Selected extract:
::::
LEARN FROM DEVELOPING COUNTRIES

We had two recessions since the pandemic broke out and with the cost of living rising along with rent and energy prices soaring, people worked very hard to make ends meet. To add to this, the lack of trust on politicians was not helping to boost the morale of people in the UK.

Perhaps, all that moaning about the weather, trains, strikes, the NHS, the government, the telly, and the hole in the socks takes a toll on a person. Who would have thought all this adds to mental well-being and put us second on the Sapien Labs distressed list.

People of developed countries have high expectation, power and justice whereas developing countries have not much rights and freedom to fend for themselves, so they don’t expect too much and are happy just the way life is. If developed countries can’t achieve their goals, it brings on depression and mental health issues. We all want to better ourselves in life, but it can sometimes be far-fetched. Being a British Citizen living in the UK, I always try to raise my bar, but sometimes it’s not always possible to get what I want which can lead to being let-down and feeling low.

We in the UK are generally happy, but recent setbacks of the pandemic and the rising cost of living has put a toll on people’s lives which proved in the Sapien Labs survey that we are the second most distressed country in the world.

Developing countries are happy to settle for fewer luxuries in life and don’t set their bar too high in comparison to developed countries. They are better in adapting to problems and challenges coming their way than developed countries. They are happy to earn their daily bread while their countries make progress to improve their lifestyle, while developed countries expect much more. I don’t mean everybody, but majority would investigate that direction. It’s nobody’s fault as that’s how society is in today’s world. Society in developed countries makes you very vulnerable with high expectations, leading to lower mental well-being.
::::
Listed entries:
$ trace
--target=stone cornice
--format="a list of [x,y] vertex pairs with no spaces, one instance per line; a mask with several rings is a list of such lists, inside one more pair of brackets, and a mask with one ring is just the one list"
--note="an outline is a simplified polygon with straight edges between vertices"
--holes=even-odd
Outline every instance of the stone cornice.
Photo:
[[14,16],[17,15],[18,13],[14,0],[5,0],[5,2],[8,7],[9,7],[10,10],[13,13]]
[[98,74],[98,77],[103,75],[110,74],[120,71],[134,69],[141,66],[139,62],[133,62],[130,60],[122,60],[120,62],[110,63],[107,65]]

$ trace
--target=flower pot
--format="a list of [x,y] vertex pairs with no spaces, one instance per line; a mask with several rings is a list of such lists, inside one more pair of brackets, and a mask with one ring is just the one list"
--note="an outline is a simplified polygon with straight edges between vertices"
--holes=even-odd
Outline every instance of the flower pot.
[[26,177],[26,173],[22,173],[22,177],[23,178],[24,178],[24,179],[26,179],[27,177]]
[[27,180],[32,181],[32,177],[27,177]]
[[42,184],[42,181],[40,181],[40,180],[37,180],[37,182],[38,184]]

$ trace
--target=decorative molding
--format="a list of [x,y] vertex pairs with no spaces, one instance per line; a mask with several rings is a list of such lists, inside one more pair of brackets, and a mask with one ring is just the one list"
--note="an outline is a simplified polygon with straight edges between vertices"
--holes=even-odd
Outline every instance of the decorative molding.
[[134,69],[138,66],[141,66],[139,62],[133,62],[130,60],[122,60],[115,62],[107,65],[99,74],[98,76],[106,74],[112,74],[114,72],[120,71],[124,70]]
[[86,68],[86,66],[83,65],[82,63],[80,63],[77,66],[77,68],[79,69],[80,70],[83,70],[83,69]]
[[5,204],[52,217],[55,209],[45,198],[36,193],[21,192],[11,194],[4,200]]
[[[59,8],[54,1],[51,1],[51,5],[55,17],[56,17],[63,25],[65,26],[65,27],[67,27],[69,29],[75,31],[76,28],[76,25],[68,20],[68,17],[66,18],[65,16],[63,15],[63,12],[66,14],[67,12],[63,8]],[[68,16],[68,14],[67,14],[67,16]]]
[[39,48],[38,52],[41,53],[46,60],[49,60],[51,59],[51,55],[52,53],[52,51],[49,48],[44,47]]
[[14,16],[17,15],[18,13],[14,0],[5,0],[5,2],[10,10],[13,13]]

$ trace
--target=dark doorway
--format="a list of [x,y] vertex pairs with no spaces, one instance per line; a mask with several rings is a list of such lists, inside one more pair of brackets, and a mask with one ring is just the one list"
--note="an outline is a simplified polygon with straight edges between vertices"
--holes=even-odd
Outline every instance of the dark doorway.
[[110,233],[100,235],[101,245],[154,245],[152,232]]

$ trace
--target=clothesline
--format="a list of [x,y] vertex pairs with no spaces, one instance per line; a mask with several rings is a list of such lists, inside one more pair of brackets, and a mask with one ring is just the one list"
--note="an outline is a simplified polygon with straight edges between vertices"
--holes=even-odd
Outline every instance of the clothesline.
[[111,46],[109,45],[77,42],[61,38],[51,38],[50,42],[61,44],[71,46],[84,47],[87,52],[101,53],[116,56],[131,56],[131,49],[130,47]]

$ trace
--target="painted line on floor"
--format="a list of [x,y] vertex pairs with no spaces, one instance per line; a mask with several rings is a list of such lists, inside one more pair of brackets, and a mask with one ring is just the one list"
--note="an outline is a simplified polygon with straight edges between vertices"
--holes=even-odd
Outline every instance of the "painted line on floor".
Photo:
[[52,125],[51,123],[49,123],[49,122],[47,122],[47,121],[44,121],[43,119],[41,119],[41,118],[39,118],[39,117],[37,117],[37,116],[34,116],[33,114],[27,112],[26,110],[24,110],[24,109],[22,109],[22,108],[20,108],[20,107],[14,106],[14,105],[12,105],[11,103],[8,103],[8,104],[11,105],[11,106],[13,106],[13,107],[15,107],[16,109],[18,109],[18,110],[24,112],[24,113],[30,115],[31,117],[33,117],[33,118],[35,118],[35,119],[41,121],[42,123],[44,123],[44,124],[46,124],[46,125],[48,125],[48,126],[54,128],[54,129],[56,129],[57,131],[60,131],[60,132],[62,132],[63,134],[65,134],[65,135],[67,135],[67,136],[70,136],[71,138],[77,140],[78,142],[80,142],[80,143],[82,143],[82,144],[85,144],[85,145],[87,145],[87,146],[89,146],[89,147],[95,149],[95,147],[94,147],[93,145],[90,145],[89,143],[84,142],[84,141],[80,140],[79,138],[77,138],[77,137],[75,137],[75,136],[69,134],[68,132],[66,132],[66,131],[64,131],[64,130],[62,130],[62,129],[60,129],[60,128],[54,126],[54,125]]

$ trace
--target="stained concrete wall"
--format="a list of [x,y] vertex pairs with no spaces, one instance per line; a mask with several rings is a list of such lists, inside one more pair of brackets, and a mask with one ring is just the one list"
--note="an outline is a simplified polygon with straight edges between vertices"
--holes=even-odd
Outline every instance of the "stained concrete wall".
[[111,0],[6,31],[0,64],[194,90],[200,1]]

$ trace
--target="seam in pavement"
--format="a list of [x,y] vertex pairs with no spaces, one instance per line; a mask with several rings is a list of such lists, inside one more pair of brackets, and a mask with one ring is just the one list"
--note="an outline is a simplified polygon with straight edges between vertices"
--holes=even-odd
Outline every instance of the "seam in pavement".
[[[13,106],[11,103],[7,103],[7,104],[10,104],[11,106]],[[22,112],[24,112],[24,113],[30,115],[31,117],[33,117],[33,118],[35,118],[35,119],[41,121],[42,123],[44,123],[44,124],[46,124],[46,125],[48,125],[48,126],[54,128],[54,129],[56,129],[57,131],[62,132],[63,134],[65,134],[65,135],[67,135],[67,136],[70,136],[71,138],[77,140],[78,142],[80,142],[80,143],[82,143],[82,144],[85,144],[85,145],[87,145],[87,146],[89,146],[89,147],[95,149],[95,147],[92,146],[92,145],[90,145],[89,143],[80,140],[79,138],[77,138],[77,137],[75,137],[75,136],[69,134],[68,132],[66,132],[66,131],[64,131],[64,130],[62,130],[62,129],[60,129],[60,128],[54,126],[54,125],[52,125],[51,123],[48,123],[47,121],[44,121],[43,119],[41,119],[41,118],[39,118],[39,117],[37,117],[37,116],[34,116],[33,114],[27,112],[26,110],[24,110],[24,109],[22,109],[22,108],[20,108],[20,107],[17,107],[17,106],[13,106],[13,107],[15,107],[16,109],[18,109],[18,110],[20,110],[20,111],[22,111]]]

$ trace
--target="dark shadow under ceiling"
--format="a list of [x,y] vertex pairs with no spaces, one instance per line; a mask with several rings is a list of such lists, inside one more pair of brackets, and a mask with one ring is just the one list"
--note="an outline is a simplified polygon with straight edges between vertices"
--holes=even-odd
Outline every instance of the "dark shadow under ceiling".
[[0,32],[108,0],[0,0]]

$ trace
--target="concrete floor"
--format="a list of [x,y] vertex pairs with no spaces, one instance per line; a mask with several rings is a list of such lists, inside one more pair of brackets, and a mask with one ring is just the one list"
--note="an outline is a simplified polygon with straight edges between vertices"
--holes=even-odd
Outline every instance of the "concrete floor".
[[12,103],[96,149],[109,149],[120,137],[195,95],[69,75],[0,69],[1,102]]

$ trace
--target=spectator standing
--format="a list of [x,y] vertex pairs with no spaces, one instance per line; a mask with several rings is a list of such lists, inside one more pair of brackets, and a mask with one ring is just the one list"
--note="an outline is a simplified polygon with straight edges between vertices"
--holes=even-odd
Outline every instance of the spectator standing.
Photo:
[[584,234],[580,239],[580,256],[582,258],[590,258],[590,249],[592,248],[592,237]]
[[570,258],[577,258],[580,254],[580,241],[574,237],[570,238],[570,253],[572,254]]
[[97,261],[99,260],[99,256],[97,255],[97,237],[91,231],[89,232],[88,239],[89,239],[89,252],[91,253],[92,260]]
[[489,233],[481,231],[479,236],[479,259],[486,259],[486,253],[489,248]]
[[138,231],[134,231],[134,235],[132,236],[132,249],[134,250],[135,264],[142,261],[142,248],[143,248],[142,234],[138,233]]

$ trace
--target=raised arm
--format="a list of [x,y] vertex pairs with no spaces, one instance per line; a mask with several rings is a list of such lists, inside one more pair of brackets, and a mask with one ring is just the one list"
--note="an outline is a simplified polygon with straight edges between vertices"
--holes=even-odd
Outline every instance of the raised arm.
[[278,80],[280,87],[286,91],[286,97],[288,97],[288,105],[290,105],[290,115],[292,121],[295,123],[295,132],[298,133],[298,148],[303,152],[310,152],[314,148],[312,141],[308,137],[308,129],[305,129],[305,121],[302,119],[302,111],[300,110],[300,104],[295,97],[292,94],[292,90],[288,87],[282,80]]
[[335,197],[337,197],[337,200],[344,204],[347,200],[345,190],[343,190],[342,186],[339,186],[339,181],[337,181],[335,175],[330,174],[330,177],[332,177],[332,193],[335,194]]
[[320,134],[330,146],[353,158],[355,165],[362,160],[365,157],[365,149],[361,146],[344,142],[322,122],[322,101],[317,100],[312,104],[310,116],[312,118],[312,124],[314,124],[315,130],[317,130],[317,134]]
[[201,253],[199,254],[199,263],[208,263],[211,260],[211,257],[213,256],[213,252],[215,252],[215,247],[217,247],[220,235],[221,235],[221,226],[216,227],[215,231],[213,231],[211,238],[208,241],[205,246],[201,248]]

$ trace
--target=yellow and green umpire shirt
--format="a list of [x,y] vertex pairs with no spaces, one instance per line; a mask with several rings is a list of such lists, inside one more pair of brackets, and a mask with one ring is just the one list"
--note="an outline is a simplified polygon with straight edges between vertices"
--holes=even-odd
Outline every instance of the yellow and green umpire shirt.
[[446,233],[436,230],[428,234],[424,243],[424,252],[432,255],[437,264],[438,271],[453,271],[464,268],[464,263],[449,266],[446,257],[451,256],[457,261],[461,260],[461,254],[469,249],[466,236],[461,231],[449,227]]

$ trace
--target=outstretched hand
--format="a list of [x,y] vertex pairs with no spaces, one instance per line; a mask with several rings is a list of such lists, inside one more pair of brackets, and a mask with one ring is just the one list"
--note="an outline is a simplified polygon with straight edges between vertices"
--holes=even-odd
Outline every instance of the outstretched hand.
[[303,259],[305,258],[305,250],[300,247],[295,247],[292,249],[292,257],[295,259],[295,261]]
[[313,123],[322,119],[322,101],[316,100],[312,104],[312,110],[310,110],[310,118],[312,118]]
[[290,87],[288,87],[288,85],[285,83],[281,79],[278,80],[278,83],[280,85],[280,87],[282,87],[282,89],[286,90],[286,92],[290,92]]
::::
Description of the task: Please reproduce word for word the stretch of the essay on mental well-being from "People of developed" through "and feeling low.". These items have nothing to do with the essay on mental well-being.

Answer area:
People of developed countries have high expectation, power and justice whereas developing countries have not much rights and freedom to fend for themselves, so they don’t expect too much and are happy just the way life is. If developed countries can’t achieve their goals, it brings on depression and mental health issues. We all want to better ourselves in life, but it can sometimes be far-fetched. Being a British Citizen living in the UK, I always try to raise my bar, but sometimes it’s not always possible to get what I want which can lead to being let-down and feeling low.